**SET PROBLEM:**
Pull the text lines out of every entry below and copy them character for character. Leave the pictures out of your answer.

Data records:
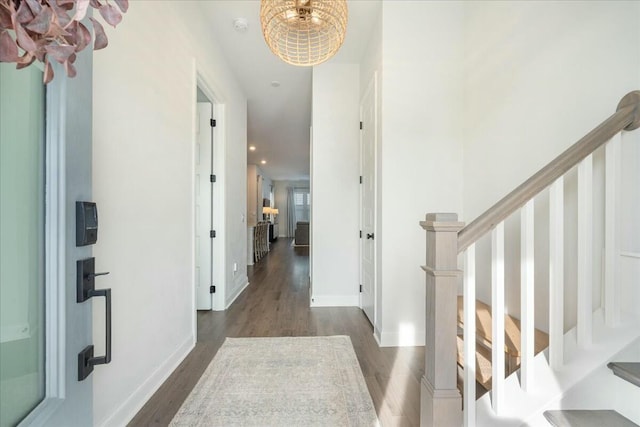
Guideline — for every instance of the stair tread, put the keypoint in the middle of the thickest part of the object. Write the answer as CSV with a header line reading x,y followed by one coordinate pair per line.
x,y
587,418
511,327
629,371
483,363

**FINISHED ANSWER:**
Guideline — for every instance of the stair tread, put the keypoint in the middle of the thickest part of the object. Write the answer as CSV with a header line reading x,y followed by one coordinate pair per line.
x,y
587,418
511,327
629,371
483,363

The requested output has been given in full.